_Selected extract_:
————————

Based on title 18, U.S.C., 1940 ed., § 658 (R.S. § 5274).
Minor changes were made in phraseology.
Amendments

1996—Pub. L. 104–132designated existing provisions as subsec. (a) and added subsecs. (b) and (c).
Extradition Treaties Interpretation

Pub. L. 105–323, title II, Oct. 30, 1998, 112 Stat. 3033, provided that:
“SEC. 201. SHORT TITLE.
“This title may be cited as the ‘Extradition Treaties Interpretation Act of 1998’.
“SEC. 202. FINDINGS.
“Congress finds that—
“(1) each year, several hundred children are kidnapped by a parent in violation of law, court order, or legally binding agreement and brought to, or taken from, the United States;
“(2) until the mid-1970’s, parental abduction generally was not considered a criminal offense in the United States;
“(3) since the mid-1970’s, United States criminal law has evolved such that parental abduction is now a criminal offense in each of the 50 States and the District of Columbia;
“(4) in enacting the International Parental Kidnapping Crime Act of 1993 (Public Law 103–173; 107 Stat. 1998; 18 U.S.C. 1204), Congress recognized the need to combat parental abduction by making the act of international parental kidnapping a Federal criminal offense;
“(5) many of the extradition treaties to which the United States is a party specifically list the offenses that are extraditable and use the word ‘kidnapping’, but it has been the practice of the United States not to consider the term to include parental abduction because these treaties were negotiated by the United States prior to the development in United States criminal law described in paragraphs (3) and (4);
“(6) the more modern extradition treaties to which the United States is a party contain dual criminality provisions, which provide for extradition where both parties make the offense a felony, and therefore it is the practice of the United States to consider such treaties to include parental abduction if the other foreign state party also considers the act of parental abduction to be a criminal offense; and
“(7) this circumstance has resulted in a disparity in United States extradition law which should be rectified to better protect the interests of children and their parents.
“SEC. 203. INTERPRETATION OF EXTRADITION TREATIES.
“For purposes of any extradition treaty to which the United States is a party, Congress authorizes the interpretation of the terms ‘kidnaping’ and ‘kidnapping’ to include parental kidnapping.”
Judicial Assistance to International Tribunal for Yugoslavia and International Tribunal for Rwanda

Pub. L. 104–106, div. A, title XIII, § 1342,Feb. 10, 1996, 110 Stat. 486, as amended by Pub. L. 111–117, div. F, title VII, § 7034(t),Dec. 16, 2009, 123 Stat. 3364, provided that:
“(a) Surrender of Persons.—
“(1) Application of united states extradition laws.—Except as provided in paragraphs (2) and (3), the provisions of chapter 209 of title 18, United States Code, relating to the extradition of persons to a foreign country pursuant to a treaty or convention for extradition between the United States and a foreign government, shall apply in the same manner and extent to the surrender of persons, including United States citizens, to—
“(A) the International Tribunal for Yugoslavia, pursuant to the Agreement Between the United States and the International Tribunal for Yugoslavia; and
“(B) the International Tribunal for Rwanda, pursuant to the Agreement Between the United States and the International Tribunal for Rwanda.

————————

_Record set_:

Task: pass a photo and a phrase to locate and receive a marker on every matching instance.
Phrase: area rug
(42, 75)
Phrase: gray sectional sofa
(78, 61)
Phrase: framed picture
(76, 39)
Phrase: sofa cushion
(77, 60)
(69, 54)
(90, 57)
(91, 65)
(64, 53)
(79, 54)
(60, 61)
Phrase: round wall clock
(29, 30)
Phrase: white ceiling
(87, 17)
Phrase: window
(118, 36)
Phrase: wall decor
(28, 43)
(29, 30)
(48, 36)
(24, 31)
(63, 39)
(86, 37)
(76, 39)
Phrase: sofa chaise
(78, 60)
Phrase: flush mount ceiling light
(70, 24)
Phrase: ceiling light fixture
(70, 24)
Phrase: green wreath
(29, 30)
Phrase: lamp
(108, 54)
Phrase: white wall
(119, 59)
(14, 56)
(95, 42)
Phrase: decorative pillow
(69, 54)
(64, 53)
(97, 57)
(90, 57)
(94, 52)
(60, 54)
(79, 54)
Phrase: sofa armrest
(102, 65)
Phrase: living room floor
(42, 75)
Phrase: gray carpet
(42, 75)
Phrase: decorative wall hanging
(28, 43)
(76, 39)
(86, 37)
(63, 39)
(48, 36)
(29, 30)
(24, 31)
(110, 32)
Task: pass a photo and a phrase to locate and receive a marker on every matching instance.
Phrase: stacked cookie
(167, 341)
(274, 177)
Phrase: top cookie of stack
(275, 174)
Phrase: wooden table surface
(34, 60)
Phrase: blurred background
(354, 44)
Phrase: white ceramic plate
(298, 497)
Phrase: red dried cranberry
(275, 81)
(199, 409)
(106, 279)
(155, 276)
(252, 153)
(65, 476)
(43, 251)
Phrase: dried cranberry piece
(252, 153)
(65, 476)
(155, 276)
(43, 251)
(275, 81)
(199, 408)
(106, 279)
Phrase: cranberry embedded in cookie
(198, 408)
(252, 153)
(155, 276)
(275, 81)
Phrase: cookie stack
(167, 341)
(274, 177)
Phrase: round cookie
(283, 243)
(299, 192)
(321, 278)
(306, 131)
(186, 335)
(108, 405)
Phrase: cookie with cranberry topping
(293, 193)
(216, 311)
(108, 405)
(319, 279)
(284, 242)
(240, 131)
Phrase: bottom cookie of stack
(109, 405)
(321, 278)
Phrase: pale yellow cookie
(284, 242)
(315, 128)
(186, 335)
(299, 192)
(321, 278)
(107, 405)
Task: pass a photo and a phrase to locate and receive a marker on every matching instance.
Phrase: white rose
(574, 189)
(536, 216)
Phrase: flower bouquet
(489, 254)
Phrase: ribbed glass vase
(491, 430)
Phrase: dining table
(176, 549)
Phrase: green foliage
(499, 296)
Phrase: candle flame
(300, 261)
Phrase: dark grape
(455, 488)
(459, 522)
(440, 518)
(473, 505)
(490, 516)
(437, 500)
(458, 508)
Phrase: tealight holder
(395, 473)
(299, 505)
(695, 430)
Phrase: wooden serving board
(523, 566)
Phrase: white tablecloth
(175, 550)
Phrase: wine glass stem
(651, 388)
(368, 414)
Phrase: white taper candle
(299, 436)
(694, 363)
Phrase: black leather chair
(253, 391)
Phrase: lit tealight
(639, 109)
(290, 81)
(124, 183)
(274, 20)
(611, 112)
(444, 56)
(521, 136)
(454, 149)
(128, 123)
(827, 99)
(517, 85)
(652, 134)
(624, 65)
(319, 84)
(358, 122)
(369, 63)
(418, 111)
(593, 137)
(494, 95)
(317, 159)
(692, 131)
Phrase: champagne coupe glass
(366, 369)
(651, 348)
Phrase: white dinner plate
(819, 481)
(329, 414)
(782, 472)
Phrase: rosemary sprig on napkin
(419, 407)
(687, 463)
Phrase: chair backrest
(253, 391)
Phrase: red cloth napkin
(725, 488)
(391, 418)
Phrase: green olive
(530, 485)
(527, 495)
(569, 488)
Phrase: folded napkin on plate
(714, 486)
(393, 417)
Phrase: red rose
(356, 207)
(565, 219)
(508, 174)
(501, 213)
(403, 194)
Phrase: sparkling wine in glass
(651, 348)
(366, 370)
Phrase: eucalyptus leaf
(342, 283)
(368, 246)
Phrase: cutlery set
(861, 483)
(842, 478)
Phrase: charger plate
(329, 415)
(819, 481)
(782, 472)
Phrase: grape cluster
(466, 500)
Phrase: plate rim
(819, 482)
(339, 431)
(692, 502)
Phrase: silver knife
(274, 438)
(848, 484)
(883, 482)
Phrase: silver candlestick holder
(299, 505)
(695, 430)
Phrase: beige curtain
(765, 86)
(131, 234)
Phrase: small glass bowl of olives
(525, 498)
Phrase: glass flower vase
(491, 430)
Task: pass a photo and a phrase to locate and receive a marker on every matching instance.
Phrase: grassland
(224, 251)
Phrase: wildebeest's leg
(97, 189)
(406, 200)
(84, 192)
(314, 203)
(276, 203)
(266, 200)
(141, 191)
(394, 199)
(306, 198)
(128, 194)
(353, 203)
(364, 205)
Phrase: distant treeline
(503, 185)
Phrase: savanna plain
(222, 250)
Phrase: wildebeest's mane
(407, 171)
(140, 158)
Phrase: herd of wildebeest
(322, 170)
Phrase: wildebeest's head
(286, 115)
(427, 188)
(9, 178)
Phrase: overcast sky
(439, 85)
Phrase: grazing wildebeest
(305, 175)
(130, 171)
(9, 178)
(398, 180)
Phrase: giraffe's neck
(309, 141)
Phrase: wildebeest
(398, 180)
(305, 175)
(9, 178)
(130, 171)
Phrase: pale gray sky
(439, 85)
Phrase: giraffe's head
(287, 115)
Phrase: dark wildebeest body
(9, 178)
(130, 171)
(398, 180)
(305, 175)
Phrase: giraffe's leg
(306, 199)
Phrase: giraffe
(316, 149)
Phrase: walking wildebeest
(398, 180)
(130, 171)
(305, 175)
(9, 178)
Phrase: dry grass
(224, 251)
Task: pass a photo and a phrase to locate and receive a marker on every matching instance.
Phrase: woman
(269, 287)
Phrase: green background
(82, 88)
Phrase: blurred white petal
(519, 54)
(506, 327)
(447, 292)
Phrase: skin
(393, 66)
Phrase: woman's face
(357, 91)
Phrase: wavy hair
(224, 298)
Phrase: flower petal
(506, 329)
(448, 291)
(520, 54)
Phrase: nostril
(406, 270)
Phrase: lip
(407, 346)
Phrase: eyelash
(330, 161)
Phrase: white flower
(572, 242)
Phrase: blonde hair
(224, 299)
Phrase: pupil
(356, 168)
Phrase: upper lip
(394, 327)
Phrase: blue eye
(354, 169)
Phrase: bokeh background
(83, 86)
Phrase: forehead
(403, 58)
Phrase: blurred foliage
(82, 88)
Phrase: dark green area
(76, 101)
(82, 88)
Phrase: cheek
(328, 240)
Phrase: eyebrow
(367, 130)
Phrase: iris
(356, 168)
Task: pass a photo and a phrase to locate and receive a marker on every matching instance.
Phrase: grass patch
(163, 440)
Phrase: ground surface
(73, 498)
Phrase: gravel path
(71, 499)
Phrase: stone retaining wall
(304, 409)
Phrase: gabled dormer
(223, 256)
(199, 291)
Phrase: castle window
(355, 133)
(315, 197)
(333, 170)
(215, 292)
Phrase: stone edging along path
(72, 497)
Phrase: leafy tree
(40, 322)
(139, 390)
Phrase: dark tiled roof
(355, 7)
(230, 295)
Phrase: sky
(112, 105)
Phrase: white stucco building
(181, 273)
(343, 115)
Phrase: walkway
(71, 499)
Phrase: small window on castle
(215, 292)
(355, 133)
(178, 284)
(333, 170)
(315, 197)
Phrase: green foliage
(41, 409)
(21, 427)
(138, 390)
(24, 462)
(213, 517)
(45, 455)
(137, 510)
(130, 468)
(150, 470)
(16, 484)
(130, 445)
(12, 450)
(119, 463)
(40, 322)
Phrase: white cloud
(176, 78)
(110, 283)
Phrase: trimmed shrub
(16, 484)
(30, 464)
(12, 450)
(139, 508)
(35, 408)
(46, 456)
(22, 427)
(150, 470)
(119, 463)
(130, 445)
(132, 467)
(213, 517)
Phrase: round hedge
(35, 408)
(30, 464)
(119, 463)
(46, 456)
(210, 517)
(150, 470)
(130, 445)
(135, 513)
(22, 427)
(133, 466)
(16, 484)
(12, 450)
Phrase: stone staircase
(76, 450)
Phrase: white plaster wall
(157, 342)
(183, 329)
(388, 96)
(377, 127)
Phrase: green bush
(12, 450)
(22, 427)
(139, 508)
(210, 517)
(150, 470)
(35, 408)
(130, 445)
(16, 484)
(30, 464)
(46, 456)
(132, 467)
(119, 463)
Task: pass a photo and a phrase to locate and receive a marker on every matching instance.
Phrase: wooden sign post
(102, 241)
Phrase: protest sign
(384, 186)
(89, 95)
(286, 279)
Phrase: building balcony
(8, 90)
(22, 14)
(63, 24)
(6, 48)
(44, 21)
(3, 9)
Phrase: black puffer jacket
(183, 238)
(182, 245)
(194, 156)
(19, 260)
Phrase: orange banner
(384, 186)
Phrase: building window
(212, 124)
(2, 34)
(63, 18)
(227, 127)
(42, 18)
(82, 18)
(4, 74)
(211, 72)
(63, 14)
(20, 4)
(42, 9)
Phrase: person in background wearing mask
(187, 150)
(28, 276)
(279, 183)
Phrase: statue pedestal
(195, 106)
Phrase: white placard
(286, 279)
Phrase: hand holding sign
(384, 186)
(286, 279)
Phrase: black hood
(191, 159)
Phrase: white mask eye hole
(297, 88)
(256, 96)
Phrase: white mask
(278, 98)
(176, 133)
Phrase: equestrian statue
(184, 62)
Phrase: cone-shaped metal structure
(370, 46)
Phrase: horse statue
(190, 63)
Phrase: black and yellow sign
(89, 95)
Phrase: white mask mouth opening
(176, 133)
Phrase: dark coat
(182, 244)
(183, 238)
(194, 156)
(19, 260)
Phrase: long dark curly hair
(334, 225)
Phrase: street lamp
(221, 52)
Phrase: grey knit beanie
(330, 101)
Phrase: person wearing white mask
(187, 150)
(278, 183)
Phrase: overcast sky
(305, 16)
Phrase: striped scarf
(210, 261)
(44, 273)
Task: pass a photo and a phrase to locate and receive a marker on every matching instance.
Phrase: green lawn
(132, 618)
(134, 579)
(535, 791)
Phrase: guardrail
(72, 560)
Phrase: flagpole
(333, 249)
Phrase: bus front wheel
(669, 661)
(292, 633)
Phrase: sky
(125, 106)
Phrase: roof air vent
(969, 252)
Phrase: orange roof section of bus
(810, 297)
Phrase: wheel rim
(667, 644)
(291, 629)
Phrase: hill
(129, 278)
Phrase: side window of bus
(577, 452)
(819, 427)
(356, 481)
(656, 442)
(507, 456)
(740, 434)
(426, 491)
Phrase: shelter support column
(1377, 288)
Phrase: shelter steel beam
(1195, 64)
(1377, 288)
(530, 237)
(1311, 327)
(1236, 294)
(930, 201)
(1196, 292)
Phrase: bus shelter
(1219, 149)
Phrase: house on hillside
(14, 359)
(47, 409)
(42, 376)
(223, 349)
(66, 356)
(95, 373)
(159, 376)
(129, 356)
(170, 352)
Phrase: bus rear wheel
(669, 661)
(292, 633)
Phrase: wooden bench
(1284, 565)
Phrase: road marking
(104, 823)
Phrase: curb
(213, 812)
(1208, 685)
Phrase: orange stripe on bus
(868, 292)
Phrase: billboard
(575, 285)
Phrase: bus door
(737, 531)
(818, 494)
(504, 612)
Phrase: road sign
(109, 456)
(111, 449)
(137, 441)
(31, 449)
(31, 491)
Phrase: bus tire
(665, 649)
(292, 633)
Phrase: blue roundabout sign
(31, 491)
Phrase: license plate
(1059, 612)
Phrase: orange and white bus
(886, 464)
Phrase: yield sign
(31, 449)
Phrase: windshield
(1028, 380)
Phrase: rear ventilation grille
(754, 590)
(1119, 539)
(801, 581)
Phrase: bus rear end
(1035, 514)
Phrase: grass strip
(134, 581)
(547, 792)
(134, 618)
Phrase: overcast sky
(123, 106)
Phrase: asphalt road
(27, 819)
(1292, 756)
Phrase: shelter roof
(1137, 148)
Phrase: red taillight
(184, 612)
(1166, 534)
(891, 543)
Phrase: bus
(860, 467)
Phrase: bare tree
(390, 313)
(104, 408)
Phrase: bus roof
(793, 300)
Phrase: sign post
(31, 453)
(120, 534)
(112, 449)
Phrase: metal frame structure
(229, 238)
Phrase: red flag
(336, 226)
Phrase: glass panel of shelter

————————

_Task set_:
(a) In the statutory notes, what short title may title II of Pub. L. 105–323 be cited as?
(b) Extract the passage of the statutory notes starting at "Based on title" and ending at "Act of 1998’.".
(c) Translate this sentence from the statutory notes into Spanish: "Minor changes were made in phraseology."

_Answers to each task_:
(a) The ‘Extradition Treaties Interpretation Act of 1998’.

(b)
Based on title 18, U.S.C., 1940 ed., § 658 (R.S. § 5274).
Minor changes were made in phraseology.
Amendments

1996—Pub. L. 104–132designated existing provisions as subsec. (a) and added subsecs. (b) and (c).
Extradition Treaties Interpretation

Pub. L. 105–323, title II, Oct. 30, 1998, 112 Stat. 3033, provided that:
“SEC. 201. SHORT TITLE.
“This title may be cited as the ‘Extradition Treaties Interpretation Act of 1998’.

(c) Se hicieron cambios menores en la fraseología.